**How to complete this task**
Show every line of the records below that contains the word "background".

Listed entries START

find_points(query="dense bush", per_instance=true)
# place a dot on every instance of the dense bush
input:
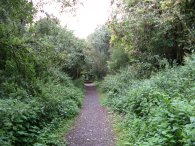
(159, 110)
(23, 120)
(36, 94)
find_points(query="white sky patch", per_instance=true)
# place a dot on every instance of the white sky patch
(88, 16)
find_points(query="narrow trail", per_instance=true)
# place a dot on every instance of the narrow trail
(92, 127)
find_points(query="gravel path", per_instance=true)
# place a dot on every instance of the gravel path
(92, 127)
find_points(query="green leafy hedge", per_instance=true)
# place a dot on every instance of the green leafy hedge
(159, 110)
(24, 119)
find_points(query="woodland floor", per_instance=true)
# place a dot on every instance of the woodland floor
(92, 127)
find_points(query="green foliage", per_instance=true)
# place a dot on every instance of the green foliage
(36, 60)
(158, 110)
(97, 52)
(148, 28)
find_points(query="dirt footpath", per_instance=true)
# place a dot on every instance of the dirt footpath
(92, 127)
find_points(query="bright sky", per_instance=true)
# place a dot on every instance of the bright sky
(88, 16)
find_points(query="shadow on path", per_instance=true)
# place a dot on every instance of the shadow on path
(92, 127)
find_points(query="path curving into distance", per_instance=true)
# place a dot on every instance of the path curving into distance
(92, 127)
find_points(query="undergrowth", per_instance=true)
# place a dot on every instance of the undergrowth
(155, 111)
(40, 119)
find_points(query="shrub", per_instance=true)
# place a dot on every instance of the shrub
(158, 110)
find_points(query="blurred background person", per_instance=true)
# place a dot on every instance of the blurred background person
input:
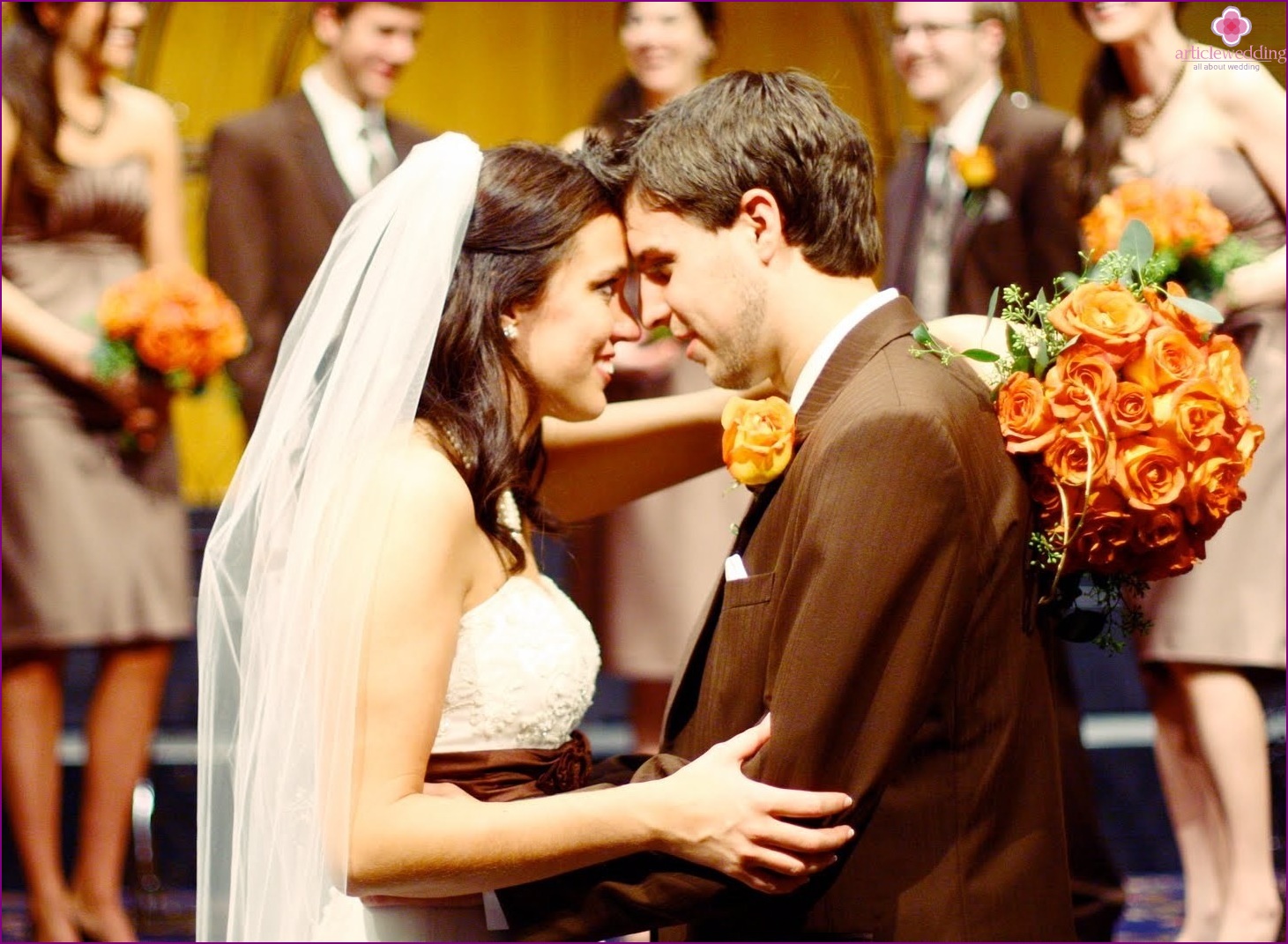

Listed entries END

**Expected output**
find_points(query="blurred background person", per_instance=true)
# place a dot on every instance of the blurred background person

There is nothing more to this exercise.